(RECORDS TO PROCESS)
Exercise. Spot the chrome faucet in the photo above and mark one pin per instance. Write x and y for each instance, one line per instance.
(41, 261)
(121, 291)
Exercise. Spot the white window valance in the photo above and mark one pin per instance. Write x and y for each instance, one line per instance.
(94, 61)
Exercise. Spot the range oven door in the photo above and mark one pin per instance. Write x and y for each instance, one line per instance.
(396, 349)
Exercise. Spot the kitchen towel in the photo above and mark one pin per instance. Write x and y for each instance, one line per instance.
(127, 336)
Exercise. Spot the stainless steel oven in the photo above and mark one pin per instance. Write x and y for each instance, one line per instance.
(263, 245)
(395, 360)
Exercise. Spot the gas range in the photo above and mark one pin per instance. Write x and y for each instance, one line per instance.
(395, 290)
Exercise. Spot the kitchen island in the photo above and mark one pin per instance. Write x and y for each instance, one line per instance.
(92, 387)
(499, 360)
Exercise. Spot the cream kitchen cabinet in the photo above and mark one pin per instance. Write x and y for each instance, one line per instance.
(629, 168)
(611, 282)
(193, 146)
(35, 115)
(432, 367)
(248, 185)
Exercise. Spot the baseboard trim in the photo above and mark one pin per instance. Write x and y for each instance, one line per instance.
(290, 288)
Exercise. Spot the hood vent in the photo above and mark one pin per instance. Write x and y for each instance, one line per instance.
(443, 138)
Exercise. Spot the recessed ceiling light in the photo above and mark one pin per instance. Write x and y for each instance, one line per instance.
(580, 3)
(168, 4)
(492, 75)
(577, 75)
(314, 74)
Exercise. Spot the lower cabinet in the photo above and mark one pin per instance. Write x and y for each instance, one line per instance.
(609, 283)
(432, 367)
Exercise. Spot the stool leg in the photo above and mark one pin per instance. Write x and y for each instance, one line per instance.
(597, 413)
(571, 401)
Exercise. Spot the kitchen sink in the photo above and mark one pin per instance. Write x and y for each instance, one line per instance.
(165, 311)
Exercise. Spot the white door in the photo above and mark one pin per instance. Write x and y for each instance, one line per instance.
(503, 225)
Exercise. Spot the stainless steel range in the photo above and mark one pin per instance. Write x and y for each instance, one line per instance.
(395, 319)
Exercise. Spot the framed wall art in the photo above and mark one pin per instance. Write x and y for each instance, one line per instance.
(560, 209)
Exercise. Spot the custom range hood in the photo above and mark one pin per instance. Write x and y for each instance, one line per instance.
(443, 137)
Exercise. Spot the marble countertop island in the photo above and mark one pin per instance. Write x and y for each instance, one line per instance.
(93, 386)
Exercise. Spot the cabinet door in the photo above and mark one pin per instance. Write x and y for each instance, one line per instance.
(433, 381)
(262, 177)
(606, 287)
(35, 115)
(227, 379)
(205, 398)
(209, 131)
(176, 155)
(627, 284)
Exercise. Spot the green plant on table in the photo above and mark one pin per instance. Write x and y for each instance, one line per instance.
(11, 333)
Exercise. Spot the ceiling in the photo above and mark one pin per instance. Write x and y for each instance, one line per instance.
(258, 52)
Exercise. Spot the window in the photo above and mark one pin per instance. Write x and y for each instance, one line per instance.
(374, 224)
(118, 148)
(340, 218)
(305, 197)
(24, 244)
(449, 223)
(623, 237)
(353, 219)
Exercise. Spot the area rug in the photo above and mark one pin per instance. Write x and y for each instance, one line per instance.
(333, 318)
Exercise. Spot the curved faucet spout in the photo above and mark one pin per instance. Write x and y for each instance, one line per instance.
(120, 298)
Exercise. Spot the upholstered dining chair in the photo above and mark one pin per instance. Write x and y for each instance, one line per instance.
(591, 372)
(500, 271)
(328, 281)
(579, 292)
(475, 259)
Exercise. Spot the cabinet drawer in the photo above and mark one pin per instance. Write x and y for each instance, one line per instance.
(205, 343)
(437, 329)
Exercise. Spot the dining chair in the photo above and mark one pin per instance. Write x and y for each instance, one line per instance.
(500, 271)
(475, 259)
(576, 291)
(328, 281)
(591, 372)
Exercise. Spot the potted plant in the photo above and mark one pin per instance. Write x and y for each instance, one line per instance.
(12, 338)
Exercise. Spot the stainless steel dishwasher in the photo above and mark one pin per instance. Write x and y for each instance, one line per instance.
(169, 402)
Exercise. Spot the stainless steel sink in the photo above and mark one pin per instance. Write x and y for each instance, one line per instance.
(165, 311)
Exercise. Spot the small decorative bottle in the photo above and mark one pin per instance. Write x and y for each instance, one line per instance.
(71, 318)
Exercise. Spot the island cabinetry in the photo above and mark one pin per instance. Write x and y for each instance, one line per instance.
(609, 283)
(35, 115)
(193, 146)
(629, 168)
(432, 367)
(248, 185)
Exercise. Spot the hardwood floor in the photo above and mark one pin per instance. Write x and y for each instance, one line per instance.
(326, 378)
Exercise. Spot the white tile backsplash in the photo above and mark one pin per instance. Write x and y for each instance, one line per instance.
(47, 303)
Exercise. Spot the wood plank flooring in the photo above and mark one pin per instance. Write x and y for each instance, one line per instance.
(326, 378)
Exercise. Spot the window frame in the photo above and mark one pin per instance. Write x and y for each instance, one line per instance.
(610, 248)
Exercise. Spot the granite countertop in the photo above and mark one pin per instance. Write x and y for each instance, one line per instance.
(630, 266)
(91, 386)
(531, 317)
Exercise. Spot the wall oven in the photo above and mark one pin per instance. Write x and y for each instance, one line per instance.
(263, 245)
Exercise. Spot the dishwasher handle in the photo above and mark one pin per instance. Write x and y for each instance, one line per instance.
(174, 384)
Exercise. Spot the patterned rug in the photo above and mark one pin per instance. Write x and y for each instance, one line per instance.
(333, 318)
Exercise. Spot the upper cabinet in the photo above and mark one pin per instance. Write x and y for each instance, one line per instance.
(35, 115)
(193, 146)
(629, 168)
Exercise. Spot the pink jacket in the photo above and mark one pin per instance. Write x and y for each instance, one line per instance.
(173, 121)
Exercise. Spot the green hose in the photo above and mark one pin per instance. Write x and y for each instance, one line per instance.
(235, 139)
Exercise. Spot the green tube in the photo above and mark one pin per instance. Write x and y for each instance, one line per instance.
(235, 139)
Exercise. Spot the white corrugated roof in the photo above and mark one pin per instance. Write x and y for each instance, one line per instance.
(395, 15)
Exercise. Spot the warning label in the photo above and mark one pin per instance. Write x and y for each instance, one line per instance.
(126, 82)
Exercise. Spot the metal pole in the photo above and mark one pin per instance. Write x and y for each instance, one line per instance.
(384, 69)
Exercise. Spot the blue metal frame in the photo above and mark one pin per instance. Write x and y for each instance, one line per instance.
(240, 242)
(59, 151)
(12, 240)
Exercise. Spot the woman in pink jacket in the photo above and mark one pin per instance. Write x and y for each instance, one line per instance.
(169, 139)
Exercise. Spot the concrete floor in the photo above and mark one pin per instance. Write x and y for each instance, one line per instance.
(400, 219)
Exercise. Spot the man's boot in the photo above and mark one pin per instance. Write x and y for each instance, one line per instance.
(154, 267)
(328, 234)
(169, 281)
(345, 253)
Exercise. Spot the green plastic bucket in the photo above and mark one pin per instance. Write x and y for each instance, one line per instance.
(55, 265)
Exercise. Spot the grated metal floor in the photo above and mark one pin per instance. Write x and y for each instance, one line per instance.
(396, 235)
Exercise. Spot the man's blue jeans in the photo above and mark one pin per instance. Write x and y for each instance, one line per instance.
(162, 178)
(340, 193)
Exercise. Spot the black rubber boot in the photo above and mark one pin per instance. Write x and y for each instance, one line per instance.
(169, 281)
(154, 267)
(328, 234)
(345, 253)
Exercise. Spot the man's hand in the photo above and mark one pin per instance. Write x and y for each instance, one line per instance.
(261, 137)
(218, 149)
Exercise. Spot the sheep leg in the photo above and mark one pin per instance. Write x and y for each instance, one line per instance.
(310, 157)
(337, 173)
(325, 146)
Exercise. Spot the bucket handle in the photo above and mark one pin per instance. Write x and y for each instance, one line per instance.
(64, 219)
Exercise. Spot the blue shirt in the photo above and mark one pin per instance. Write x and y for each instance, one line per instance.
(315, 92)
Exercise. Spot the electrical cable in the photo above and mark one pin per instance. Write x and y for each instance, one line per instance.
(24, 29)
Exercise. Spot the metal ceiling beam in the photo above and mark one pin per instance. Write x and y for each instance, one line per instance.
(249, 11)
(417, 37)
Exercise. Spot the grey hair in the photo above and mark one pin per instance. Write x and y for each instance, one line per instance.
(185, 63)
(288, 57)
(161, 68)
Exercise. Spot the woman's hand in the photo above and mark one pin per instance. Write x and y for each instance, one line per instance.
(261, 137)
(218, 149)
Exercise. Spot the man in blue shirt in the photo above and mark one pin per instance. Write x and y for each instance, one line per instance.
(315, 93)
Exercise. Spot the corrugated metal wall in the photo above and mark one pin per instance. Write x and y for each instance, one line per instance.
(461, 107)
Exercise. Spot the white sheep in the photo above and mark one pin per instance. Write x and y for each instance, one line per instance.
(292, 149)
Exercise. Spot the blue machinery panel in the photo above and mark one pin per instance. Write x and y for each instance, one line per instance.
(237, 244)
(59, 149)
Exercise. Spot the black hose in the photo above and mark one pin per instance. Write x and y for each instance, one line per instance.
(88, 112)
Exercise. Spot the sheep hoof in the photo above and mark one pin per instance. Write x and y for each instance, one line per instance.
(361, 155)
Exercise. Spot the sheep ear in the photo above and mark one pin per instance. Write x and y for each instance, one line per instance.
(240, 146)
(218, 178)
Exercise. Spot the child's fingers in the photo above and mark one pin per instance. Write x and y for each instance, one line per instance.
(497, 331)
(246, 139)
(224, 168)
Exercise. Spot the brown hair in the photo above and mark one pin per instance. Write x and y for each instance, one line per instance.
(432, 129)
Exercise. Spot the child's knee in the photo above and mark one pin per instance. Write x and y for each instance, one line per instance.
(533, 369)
(End RECORDS TO PROCESS)
Print the lines of the entries, exactly, from the one containing "Exercise. Spot the corrugated" down to the final line, and leave out all the others.

Exercise. Spot the corrugated metal wall in the photo above and mark one pin per instance. Write x and y for each instance, one line per instance.
(461, 107)
Exercise. Spot the white sheep in the photo above and mark one pin per instance. Write x and y for each instance, one line per instance.
(292, 149)
Exercise. Spot the blue machinery panel in the photo above and mark one pin per instance. Write x and y for each instance, one line per instance.
(237, 244)
(59, 149)
Exercise. Spot the black hose in the photo above and mark one pin per instance. Write x and y for each instance, one line per instance.
(88, 112)
Exercise. Spot the sheep hoof in the photo above and mark one pin per instance. Write x and y for each instance, one line per instance.
(361, 155)
Exercise. Spot the sheep ear in the photo above and mark one pin per instance. Write x and y for each instance, one line per instance.
(240, 146)
(218, 178)
Exercise. Spot the child's fingers in the photo above and mark one pin per instance. Write x and y for each instance, one line per instance.
(497, 331)
(246, 139)
(224, 168)
Exercise. Spot the brown hair in the photo above and mark one pin per instance. Write x and y for each instance, one line per instance.
(432, 129)
Exercise. Spot the child's knee in the photo above and mark one pin per instance. Write x and y for each instance, one line per instance.
(533, 369)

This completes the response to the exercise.